## [Information supplied]
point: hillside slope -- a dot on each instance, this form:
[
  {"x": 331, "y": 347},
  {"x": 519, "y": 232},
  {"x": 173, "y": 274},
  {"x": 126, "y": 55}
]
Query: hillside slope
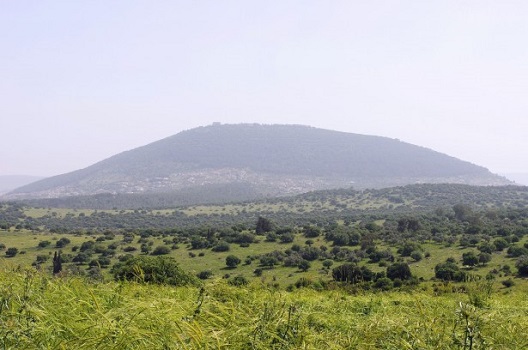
[
  {"x": 11, "y": 182},
  {"x": 264, "y": 160}
]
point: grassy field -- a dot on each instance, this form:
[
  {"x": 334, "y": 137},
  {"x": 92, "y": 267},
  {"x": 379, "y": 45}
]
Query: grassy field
[
  {"x": 38, "y": 311},
  {"x": 199, "y": 260}
]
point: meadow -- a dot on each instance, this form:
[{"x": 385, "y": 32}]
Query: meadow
[
  {"x": 283, "y": 291},
  {"x": 39, "y": 311}
]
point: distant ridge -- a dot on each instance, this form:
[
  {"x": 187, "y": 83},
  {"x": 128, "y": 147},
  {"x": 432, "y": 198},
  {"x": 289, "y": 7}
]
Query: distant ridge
[
  {"x": 10, "y": 182},
  {"x": 263, "y": 160}
]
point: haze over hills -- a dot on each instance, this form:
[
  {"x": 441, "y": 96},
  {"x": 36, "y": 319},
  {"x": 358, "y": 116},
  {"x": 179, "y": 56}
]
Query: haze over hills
[
  {"x": 246, "y": 161},
  {"x": 11, "y": 182}
]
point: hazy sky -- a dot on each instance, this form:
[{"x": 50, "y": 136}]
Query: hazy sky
[{"x": 83, "y": 80}]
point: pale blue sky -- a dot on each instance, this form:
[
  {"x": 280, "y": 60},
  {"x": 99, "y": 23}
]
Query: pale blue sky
[{"x": 83, "y": 80}]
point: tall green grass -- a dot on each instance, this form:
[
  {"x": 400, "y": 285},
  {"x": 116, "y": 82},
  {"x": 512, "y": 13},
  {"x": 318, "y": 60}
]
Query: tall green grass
[{"x": 38, "y": 311}]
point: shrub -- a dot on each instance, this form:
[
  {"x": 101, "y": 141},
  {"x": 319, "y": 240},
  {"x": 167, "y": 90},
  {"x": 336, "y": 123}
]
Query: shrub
[
  {"x": 522, "y": 265},
  {"x": 383, "y": 283},
  {"x": 161, "y": 250},
  {"x": 469, "y": 259},
  {"x": 44, "y": 244},
  {"x": 352, "y": 273},
  {"x": 62, "y": 242},
  {"x": 328, "y": 263},
  {"x": 221, "y": 247},
  {"x": 11, "y": 252},
  {"x": 203, "y": 275},
  {"x": 304, "y": 265},
  {"x": 417, "y": 255},
  {"x": 157, "y": 270},
  {"x": 508, "y": 283},
  {"x": 399, "y": 270},
  {"x": 449, "y": 271},
  {"x": 238, "y": 281},
  {"x": 232, "y": 261}
]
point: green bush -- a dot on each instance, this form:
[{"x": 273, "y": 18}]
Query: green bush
[
  {"x": 157, "y": 270},
  {"x": 11, "y": 252},
  {"x": 161, "y": 250}
]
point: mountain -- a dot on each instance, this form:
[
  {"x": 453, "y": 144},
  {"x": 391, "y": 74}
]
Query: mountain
[
  {"x": 10, "y": 182},
  {"x": 518, "y": 178},
  {"x": 261, "y": 160}
]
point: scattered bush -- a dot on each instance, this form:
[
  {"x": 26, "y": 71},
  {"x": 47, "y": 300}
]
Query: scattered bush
[{"x": 157, "y": 270}]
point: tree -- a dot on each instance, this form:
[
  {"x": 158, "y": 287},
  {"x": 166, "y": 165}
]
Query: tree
[
  {"x": 399, "y": 270},
  {"x": 232, "y": 261}
]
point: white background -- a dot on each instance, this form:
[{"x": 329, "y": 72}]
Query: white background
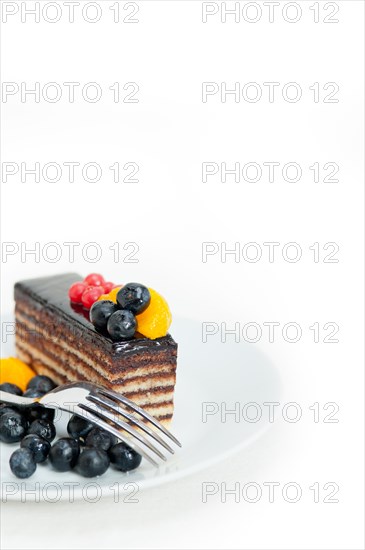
[{"x": 170, "y": 212}]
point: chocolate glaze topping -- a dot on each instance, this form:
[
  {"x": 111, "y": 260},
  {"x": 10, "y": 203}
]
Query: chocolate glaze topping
[{"x": 52, "y": 292}]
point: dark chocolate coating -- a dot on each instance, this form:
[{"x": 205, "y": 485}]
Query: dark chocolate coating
[{"x": 52, "y": 292}]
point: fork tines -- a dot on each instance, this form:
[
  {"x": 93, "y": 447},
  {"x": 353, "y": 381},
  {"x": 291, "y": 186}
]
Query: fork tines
[{"x": 118, "y": 415}]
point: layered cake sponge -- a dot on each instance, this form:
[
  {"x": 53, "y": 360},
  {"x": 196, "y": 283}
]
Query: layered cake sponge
[{"x": 56, "y": 337}]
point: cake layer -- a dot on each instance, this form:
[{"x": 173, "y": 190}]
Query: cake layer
[
  {"x": 57, "y": 339},
  {"x": 159, "y": 403},
  {"x": 36, "y": 329}
]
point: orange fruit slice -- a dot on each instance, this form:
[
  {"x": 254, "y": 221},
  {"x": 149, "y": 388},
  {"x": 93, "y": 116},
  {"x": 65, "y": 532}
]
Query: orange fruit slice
[
  {"x": 155, "y": 321},
  {"x": 14, "y": 371}
]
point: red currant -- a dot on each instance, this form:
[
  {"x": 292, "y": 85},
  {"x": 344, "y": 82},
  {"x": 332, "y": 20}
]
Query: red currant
[
  {"x": 76, "y": 291},
  {"x": 107, "y": 287},
  {"x": 90, "y": 295},
  {"x": 94, "y": 279}
]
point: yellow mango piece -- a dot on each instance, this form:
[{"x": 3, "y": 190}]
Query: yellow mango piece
[
  {"x": 155, "y": 321},
  {"x": 14, "y": 371},
  {"x": 112, "y": 295}
]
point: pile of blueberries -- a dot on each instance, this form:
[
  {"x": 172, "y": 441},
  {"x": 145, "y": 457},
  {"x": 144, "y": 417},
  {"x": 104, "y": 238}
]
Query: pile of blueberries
[
  {"x": 89, "y": 449},
  {"x": 118, "y": 320}
]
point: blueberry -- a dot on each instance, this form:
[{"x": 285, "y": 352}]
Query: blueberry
[
  {"x": 122, "y": 325},
  {"x": 63, "y": 454},
  {"x": 39, "y": 446},
  {"x": 100, "y": 439},
  {"x": 39, "y": 412},
  {"x": 4, "y": 408},
  {"x": 22, "y": 463},
  {"x": 13, "y": 427},
  {"x": 43, "y": 428},
  {"x": 33, "y": 392},
  {"x": 79, "y": 427},
  {"x": 41, "y": 383},
  {"x": 134, "y": 297},
  {"x": 124, "y": 458},
  {"x": 11, "y": 388},
  {"x": 93, "y": 462},
  {"x": 100, "y": 312}
]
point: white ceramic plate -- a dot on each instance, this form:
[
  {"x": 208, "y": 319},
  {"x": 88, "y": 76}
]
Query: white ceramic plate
[{"x": 211, "y": 372}]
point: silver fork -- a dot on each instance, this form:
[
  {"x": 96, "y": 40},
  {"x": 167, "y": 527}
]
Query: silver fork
[{"x": 107, "y": 410}]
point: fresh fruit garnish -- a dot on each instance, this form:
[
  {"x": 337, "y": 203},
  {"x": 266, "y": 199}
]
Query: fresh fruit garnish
[
  {"x": 134, "y": 297},
  {"x": 22, "y": 463},
  {"x": 101, "y": 439},
  {"x": 94, "y": 279},
  {"x": 92, "y": 462},
  {"x": 108, "y": 286},
  {"x": 124, "y": 458},
  {"x": 155, "y": 321},
  {"x": 100, "y": 312},
  {"x": 112, "y": 295},
  {"x": 90, "y": 295},
  {"x": 39, "y": 446},
  {"x": 122, "y": 325},
  {"x": 41, "y": 383},
  {"x": 78, "y": 427},
  {"x": 14, "y": 371},
  {"x": 76, "y": 291},
  {"x": 43, "y": 428},
  {"x": 13, "y": 427},
  {"x": 64, "y": 453}
]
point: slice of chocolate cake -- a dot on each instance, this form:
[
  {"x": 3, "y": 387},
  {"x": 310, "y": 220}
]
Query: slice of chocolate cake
[{"x": 56, "y": 338}]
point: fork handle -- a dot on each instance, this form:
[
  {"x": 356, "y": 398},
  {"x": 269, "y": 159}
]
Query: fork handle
[{"x": 12, "y": 399}]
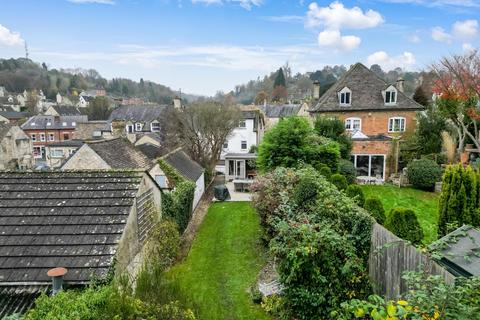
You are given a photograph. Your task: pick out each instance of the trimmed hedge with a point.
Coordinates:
(375, 207)
(404, 224)
(177, 204)
(355, 192)
(339, 181)
(423, 174)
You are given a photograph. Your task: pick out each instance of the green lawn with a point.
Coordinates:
(223, 263)
(425, 205)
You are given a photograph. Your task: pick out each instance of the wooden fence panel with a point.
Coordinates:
(390, 256)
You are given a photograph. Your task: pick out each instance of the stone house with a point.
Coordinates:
(377, 115)
(62, 225)
(15, 148)
(45, 130)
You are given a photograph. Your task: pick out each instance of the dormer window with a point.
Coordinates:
(390, 95)
(345, 97)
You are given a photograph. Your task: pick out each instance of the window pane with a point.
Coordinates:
(377, 167)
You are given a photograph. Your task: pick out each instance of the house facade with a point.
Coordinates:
(375, 113)
(46, 130)
(15, 148)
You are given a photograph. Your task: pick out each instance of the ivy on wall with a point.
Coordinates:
(177, 204)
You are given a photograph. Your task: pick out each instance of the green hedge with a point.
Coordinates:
(178, 203)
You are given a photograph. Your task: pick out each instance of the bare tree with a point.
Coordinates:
(458, 85)
(201, 129)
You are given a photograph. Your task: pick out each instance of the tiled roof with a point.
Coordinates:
(120, 154)
(62, 122)
(184, 164)
(366, 89)
(280, 111)
(67, 110)
(62, 219)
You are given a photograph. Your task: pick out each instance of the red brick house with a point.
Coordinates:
(376, 114)
(47, 130)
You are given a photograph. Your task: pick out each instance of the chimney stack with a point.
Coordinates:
(316, 90)
(400, 82)
(57, 279)
(177, 103)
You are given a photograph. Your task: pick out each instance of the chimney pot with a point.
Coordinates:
(57, 279)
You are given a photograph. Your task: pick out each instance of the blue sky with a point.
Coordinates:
(202, 46)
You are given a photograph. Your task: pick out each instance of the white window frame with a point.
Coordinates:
(349, 124)
(343, 93)
(246, 145)
(391, 124)
(156, 123)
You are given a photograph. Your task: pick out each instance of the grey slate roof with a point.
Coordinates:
(62, 219)
(459, 250)
(41, 122)
(120, 154)
(366, 89)
(139, 114)
(280, 111)
(67, 110)
(184, 164)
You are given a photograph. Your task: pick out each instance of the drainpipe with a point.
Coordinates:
(57, 279)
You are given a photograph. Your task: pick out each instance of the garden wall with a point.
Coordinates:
(390, 256)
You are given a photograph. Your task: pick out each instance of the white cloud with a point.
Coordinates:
(465, 29)
(247, 4)
(92, 1)
(333, 38)
(10, 38)
(439, 34)
(405, 60)
(337, 17)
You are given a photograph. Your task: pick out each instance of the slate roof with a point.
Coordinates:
(280, 111)
(120, 154)
(85, 130)
(366, 89)
(41, 122)
(460, 251)
(67, 110)
(139, 114)
(184, 164)
(62, 219)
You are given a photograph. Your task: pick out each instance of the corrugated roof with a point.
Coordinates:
(366, 89)
(62, 219)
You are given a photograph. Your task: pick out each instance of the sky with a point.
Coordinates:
(203, 46)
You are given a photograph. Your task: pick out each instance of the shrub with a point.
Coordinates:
(339, 181)
(326, 172)
(355, 192)
(347, 169)
(404, 224)
(375, 207)
(423, 174)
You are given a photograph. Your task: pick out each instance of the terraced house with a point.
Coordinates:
(376, 113)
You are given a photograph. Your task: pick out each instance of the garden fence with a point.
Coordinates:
(390, 257)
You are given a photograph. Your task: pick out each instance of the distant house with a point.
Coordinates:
(61, 110)
(15, 148)
(181, 162)
(273, 113)
(46, 130)
(116, 153)
(374, 112)
(134, 120)
(86, 222)
(9, 115)
(459, 252)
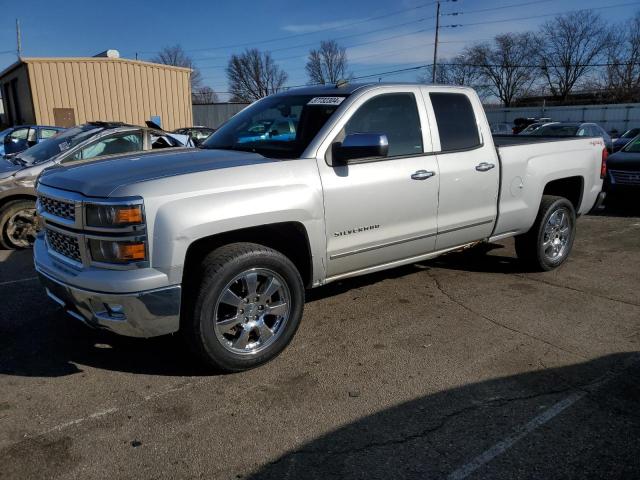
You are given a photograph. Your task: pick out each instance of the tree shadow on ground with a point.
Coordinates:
(578, 421)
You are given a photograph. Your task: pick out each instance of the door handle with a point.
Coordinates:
(484, 167)
(422, 175)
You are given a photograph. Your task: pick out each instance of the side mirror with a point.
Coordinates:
(360, 145)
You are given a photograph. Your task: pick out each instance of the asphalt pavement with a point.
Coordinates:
(466, 366)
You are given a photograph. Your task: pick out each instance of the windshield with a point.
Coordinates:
(276, 127)
(557, 131)
(628, 134)
(48, 149)
(633, 146)
(4, 134)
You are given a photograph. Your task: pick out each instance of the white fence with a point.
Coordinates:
(618, 117)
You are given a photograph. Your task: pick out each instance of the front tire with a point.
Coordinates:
(247, 308)
(17, 225)
(548, 244)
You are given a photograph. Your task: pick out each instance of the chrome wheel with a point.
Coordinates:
(20, 228)
(252, 311)
(557, 235)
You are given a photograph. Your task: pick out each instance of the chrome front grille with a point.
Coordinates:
(66, 245)
(58, 208)
(625, 177)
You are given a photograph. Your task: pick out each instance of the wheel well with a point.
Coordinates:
(288, 238)
(570, 188)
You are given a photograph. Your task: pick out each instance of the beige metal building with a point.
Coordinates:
(71, 91)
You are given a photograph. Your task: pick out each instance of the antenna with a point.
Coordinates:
(18, 39)
(435, 45)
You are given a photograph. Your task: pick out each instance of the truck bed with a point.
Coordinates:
(508, 140)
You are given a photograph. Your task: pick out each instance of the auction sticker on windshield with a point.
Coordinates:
(326, 101)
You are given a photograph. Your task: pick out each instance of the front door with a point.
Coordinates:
(380, 210)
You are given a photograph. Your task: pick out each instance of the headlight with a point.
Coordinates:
(114, 215)
(120, 252)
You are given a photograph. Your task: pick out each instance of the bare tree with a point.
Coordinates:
(505, 65)
(253, 75)
(204, 95)
(568, 46)
(622, 76)
(328, 64)
(458, 70)
(176, 56)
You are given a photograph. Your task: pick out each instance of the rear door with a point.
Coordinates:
(468, 165)
(380, 210)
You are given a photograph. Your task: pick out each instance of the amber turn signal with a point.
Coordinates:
(131, 214)
(132, 251)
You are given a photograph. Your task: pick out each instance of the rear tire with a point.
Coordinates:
(17, 224)
(247, 308)
(549, 242)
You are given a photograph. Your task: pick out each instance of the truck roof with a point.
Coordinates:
(346, 88)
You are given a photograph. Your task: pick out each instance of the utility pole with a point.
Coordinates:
(435, 45)
(18, 38)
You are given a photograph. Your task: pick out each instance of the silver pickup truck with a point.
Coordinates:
(298, 190)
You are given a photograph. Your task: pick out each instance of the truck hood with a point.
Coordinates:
(624, 161)
(7, 168)
(100, 178)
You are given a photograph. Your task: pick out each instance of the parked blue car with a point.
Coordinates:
(17, 139)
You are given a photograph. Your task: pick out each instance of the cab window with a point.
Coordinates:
(162, 141)
(131, 142)
(394, 115)
(456, 121)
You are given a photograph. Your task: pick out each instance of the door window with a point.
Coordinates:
(456, 121)
(19, 134)
(111, 146)
(47, 133)
(394, 115)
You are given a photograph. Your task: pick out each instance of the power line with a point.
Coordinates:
(304, 45)
(502, 7)
(297, 35)
(539, 16)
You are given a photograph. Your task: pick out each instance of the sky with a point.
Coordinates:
(380, 36)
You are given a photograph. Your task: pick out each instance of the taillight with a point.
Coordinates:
(603, 165)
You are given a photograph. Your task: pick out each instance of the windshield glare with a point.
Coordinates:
(4, 134)
(275, 127)
(631, 133)
(54, 146)
(633, 146)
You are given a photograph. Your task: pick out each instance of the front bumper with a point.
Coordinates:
(144, 313)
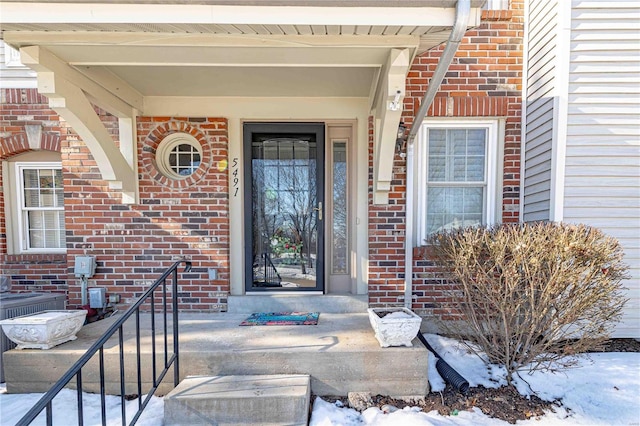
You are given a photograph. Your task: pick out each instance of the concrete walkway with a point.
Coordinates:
(340, 354)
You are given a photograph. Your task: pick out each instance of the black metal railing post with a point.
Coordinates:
(45, 403)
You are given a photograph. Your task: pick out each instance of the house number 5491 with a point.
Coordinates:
(235, 181)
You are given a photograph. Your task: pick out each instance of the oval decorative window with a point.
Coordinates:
(179, 155)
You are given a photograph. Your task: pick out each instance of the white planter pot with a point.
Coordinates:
(43, 330)
(394, 329)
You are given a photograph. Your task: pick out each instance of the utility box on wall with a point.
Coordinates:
(85, 266)
(97, 297)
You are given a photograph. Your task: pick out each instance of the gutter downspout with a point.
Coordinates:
(463, 10)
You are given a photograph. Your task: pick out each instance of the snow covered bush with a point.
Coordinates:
(531, 294)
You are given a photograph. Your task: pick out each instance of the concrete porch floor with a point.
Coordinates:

## [Your goal]
Wherever a line of the data above contains "wheel", copy that line.

## [Response area]
You are given a photograph. Your task: pick out each instance of the chrome wheel with a point.
You are given a photograph. Your task: pick out each instance of the wheel well with a point.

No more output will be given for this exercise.